## begin
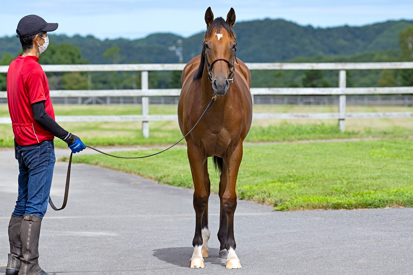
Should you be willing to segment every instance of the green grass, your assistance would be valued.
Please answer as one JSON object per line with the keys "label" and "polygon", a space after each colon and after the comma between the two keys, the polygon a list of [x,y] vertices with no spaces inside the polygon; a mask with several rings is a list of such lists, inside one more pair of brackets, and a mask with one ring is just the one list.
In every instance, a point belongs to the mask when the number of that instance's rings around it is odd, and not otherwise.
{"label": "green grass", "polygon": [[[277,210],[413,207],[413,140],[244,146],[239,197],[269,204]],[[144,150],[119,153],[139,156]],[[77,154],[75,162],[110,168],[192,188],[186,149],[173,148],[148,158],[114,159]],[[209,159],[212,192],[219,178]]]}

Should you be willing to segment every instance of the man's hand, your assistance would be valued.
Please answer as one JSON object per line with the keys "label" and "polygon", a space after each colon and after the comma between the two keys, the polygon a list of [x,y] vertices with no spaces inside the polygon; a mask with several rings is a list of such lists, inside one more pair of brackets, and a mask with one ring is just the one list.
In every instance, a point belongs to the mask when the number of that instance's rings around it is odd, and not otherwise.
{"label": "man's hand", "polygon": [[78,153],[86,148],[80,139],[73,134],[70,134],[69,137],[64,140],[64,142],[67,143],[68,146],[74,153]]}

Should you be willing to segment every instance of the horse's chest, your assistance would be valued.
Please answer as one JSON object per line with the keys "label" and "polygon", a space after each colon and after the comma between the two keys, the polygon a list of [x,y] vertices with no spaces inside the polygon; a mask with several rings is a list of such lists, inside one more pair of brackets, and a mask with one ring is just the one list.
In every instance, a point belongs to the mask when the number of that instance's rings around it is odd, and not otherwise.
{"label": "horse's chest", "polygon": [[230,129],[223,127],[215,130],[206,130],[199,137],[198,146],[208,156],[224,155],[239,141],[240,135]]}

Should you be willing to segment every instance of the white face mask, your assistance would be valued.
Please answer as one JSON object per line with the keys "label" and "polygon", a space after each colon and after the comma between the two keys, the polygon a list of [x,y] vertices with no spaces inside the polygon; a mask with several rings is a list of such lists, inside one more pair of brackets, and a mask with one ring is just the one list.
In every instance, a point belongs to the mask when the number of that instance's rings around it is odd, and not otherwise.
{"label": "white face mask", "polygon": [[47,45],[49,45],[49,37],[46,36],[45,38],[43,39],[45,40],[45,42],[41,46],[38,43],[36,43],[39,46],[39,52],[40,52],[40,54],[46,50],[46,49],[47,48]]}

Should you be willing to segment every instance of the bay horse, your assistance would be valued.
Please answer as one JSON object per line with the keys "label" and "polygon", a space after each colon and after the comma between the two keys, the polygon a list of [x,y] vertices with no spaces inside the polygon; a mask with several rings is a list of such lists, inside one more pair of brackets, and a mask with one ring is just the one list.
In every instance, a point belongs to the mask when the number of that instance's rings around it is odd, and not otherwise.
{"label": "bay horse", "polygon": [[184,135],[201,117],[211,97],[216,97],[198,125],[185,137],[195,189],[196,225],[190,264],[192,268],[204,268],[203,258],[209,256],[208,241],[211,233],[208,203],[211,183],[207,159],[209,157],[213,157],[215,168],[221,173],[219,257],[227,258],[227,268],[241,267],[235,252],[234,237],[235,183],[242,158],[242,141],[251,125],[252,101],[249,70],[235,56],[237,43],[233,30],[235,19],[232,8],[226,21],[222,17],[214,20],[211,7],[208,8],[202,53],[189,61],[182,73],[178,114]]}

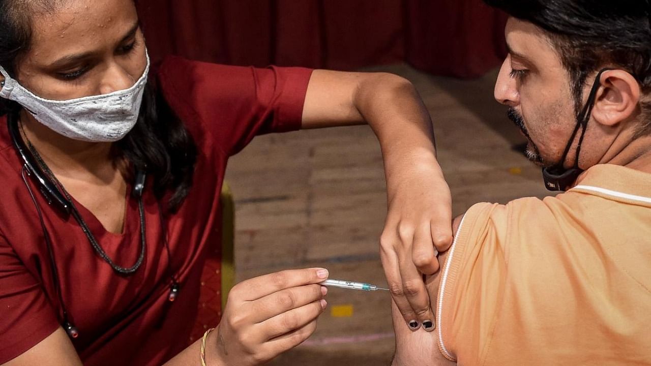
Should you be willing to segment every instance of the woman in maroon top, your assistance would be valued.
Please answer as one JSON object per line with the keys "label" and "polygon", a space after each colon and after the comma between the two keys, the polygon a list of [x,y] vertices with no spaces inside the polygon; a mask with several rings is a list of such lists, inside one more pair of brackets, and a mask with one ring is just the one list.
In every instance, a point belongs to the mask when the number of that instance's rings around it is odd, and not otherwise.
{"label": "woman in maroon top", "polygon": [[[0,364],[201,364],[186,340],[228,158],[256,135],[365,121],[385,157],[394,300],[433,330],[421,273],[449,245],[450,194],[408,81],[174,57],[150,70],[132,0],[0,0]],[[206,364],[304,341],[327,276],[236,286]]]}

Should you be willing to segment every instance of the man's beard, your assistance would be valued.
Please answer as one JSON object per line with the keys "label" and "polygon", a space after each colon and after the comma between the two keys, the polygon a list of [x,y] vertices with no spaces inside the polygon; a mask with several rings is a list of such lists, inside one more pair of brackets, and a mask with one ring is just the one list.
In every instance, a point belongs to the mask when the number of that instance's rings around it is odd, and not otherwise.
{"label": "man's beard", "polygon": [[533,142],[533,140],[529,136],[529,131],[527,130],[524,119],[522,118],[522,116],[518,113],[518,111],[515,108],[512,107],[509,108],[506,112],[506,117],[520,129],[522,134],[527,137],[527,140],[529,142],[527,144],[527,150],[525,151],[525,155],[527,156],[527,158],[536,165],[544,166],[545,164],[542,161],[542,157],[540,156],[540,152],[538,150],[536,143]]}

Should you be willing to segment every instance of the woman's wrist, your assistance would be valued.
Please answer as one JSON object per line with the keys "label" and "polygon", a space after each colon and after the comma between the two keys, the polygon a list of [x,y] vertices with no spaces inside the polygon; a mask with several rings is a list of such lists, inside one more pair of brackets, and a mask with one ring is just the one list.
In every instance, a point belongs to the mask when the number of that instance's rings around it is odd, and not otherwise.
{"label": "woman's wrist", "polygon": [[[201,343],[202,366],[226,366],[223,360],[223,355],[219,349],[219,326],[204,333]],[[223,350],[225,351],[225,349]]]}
## end
## begin
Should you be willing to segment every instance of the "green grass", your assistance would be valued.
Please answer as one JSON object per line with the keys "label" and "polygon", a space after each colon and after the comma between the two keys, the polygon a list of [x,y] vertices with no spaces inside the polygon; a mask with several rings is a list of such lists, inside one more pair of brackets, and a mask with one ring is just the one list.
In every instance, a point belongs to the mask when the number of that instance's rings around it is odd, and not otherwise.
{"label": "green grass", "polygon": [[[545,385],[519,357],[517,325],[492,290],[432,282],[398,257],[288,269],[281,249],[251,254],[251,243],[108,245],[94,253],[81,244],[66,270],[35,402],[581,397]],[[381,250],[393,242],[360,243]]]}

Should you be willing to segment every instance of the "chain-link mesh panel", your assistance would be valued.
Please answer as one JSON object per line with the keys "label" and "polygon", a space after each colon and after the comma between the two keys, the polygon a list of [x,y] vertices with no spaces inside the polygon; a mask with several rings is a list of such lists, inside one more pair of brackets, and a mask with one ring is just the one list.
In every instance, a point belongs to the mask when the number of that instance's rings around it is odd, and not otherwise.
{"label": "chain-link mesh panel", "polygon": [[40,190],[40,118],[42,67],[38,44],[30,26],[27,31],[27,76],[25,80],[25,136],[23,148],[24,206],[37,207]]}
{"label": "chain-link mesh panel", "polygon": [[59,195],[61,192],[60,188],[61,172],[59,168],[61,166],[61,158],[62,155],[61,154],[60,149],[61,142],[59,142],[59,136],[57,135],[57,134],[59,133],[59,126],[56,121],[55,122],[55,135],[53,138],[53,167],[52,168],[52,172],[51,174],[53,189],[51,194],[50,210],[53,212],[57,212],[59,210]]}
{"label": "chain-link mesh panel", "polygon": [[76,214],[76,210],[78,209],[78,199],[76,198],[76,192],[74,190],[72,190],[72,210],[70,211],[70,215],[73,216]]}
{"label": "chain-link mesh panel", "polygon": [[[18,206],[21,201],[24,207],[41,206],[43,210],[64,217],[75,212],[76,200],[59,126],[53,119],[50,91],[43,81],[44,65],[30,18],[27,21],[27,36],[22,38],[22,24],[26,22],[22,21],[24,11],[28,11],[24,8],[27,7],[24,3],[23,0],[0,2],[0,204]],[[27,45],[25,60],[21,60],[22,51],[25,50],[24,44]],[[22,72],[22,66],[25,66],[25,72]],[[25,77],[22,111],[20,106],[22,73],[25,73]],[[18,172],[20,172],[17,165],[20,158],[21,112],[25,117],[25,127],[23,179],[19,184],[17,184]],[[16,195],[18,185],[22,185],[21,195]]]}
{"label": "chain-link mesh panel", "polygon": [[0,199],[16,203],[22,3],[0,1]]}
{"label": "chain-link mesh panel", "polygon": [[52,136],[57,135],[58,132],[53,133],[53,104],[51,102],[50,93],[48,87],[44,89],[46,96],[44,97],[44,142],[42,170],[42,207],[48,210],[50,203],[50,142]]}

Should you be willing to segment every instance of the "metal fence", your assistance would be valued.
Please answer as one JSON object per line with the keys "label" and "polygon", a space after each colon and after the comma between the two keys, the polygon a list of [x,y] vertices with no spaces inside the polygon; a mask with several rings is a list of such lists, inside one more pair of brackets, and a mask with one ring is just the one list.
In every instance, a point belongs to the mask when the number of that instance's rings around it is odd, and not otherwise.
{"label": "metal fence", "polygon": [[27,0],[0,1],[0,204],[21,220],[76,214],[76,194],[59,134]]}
## end
## begin
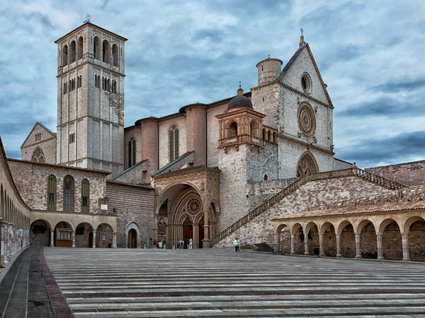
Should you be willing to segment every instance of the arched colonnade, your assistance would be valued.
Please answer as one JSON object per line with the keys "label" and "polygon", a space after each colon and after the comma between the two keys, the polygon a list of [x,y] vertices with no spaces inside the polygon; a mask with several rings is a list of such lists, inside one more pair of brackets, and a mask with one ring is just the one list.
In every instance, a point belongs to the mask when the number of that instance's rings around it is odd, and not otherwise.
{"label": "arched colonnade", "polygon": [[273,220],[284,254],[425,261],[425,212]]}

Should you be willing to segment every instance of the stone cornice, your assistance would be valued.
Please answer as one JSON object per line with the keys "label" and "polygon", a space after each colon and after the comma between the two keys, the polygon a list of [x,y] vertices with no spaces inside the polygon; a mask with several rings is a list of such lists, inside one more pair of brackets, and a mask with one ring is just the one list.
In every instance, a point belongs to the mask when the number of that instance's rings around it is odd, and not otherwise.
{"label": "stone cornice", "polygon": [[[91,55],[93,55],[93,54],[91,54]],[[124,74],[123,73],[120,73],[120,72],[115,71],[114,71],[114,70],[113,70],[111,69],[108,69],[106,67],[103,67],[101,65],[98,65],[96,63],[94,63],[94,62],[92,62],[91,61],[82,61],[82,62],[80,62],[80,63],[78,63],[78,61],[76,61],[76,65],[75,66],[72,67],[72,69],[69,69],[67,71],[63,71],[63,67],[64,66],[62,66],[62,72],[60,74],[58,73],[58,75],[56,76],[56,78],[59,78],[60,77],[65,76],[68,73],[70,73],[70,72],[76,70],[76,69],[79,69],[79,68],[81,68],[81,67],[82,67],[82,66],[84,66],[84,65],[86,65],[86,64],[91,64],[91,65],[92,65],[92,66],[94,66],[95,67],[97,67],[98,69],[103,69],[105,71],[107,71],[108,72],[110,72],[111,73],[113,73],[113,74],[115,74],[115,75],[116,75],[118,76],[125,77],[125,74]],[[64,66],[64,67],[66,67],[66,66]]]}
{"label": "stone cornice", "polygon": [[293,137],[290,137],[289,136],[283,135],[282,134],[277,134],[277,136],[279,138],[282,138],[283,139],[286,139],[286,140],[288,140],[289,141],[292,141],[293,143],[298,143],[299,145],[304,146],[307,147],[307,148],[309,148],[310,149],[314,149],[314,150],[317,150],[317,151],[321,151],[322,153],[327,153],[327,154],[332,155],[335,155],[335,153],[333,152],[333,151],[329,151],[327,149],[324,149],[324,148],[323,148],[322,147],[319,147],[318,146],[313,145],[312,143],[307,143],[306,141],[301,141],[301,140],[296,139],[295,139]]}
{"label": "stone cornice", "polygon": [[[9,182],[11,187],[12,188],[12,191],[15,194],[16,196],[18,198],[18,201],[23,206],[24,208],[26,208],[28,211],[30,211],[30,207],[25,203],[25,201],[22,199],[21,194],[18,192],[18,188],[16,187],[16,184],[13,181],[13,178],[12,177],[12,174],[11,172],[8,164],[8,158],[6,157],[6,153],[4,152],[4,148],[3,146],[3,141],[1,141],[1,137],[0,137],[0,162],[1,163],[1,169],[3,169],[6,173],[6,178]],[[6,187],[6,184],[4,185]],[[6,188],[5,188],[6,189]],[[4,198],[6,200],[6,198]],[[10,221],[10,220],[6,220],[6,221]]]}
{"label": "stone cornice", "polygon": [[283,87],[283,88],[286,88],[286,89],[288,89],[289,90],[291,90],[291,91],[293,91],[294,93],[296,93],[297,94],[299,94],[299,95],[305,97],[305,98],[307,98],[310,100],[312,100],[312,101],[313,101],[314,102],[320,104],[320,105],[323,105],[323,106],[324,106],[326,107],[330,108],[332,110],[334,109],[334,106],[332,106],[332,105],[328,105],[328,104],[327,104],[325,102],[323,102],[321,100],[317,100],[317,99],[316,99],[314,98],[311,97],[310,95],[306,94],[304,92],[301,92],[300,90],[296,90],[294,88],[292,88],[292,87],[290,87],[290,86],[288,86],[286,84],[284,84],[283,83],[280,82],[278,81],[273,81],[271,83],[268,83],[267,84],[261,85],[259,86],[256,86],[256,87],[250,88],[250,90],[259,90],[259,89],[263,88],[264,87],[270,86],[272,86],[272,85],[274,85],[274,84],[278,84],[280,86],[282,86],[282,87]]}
## end
Extract every line of the data above that contains the string "white", and copy each one in full.

Should you be willing to segment every instance of the white face mask, your assistance would be valued.
{"label": "white face mask", "polygon": [[47,45],[49,45],[49,37],[46,36],[45,38],[43,39],[45,40],[45,42],[41,46],[38,43],[36,43],[39,46],[39,52],[40,52],[40,54],[46,50],[46,49],[47,48]]}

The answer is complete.